注釈データセットの項目
┄┄┄┄┄┄

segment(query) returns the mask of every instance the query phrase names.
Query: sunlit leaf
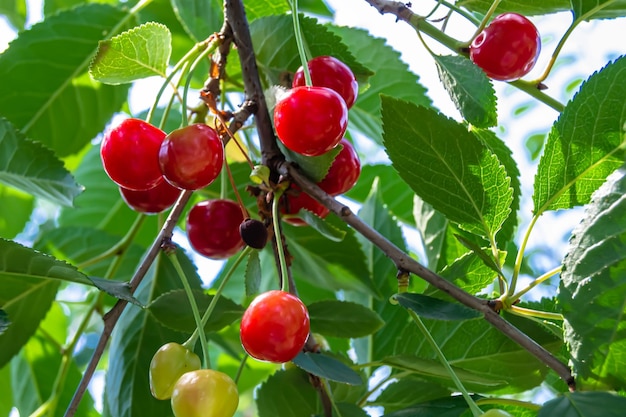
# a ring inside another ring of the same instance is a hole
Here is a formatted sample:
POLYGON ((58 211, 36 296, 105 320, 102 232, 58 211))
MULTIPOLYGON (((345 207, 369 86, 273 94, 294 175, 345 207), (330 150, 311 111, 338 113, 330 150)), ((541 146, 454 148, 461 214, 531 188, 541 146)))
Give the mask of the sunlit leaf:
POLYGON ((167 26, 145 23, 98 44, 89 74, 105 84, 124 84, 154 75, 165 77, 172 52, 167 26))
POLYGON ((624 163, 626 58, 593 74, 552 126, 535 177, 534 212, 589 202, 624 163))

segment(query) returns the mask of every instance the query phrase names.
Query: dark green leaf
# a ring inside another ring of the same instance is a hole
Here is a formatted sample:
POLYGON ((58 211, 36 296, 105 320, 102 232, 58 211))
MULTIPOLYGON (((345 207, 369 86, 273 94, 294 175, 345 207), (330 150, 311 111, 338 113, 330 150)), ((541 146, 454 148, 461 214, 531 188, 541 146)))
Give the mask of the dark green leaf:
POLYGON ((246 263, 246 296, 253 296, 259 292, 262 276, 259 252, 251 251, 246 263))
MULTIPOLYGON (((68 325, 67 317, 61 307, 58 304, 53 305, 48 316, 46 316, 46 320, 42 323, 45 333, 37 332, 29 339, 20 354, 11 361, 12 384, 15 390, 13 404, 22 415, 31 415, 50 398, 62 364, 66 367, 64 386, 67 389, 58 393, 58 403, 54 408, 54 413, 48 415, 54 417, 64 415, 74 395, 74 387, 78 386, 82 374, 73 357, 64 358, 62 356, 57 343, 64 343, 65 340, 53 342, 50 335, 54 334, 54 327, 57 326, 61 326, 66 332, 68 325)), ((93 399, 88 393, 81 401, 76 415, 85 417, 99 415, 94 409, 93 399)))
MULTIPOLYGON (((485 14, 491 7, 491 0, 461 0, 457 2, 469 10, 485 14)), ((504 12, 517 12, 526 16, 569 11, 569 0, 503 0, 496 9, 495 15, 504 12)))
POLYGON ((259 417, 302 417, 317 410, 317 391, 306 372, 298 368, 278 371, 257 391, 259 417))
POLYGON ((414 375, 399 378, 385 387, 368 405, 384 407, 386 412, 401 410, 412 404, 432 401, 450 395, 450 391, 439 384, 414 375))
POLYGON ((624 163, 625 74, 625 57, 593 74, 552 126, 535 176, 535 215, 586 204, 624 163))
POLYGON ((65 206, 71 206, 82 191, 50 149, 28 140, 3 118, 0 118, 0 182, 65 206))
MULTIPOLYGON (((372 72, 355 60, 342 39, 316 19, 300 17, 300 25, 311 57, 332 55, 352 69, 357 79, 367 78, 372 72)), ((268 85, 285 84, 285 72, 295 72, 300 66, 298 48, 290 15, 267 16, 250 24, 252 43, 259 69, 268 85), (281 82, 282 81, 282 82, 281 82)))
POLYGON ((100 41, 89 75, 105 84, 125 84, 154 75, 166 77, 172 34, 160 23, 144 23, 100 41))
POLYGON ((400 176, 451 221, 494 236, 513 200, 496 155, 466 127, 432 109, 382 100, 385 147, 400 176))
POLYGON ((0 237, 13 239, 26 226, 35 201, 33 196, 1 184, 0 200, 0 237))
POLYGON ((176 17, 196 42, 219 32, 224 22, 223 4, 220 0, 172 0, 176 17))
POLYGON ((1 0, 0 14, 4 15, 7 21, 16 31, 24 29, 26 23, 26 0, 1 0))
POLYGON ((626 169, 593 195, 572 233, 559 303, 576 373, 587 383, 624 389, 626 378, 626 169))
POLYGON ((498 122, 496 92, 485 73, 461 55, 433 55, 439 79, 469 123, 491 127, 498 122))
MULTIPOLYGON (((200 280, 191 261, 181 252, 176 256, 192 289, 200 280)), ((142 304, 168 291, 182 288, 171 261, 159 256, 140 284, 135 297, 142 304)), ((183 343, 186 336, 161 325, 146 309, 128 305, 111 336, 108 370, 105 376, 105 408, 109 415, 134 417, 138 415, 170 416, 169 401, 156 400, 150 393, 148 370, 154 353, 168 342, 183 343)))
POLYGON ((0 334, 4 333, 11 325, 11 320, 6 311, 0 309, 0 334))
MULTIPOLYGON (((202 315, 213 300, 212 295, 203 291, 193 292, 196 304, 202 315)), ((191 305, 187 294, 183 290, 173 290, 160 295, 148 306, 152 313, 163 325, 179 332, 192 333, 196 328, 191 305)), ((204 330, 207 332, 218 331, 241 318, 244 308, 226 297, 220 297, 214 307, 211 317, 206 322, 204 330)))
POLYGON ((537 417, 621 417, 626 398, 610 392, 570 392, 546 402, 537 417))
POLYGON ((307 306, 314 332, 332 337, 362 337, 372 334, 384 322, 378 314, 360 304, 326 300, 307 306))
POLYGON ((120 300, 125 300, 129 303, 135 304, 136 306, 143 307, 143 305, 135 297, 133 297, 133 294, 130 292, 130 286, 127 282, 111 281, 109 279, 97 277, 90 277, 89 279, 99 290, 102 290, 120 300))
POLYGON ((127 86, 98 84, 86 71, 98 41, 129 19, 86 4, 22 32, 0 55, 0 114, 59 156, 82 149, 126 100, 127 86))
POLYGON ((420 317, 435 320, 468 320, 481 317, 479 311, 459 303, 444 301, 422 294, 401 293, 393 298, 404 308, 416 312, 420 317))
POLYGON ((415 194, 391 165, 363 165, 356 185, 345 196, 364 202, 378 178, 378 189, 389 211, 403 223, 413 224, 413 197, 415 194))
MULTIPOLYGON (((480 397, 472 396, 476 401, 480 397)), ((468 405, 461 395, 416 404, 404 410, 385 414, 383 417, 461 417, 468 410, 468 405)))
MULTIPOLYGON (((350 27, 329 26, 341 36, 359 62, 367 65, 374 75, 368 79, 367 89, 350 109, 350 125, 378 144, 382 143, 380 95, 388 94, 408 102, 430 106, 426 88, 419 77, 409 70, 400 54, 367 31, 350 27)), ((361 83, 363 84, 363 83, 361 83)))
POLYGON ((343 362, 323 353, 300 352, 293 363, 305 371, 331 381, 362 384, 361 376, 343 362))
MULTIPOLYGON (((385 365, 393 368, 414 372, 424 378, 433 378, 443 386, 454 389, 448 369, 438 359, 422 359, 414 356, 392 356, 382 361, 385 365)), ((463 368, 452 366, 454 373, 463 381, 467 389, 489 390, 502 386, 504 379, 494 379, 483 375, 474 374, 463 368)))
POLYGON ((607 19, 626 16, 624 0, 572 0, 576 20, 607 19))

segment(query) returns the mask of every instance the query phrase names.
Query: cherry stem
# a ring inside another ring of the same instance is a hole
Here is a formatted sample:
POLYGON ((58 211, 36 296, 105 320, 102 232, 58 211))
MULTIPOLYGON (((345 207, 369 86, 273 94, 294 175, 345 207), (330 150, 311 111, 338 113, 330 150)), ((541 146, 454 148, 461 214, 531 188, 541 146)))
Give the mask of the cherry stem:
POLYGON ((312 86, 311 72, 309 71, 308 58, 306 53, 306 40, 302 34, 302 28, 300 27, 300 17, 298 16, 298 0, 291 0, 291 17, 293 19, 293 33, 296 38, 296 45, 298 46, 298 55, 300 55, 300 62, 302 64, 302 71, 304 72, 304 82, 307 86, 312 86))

┄┄┄┄┄┄

課題 =>
冒頭の行から「POLYGON ((624 163, 626」を含む行までを、「sunlit leaf」を「shaded leaf」に置き換えて書き直すこと。画像は省くこと。

解答 =>
segment(query) returns the mask of every instance the query phrase names.
Query: shaded leaf
# a ring inside another ring of the same instance is a hole
Here is a formatted sample:
POLYGON ((58 211, 36 296, 105 320, 102 232, 58 211))
MULTIPOLYGON (((345 207, 369 86, 273 94, 294 175, 345 207), (330 150, 311 111, 338 113, 330 150)), ((541 146, 454 148, 461 214, 531 188, 541 146)))
Give the mask of the shaded leaf:
POLYGON ((167 26, 145 23, 98 44, 89 74, 105 84, 124 84, 154 75, 165 77, 172 52, 167 26))
POLYGON ((624 163, 626 58, 593 74, 552 126, 535 177, 534 212, 589 202, 624 163))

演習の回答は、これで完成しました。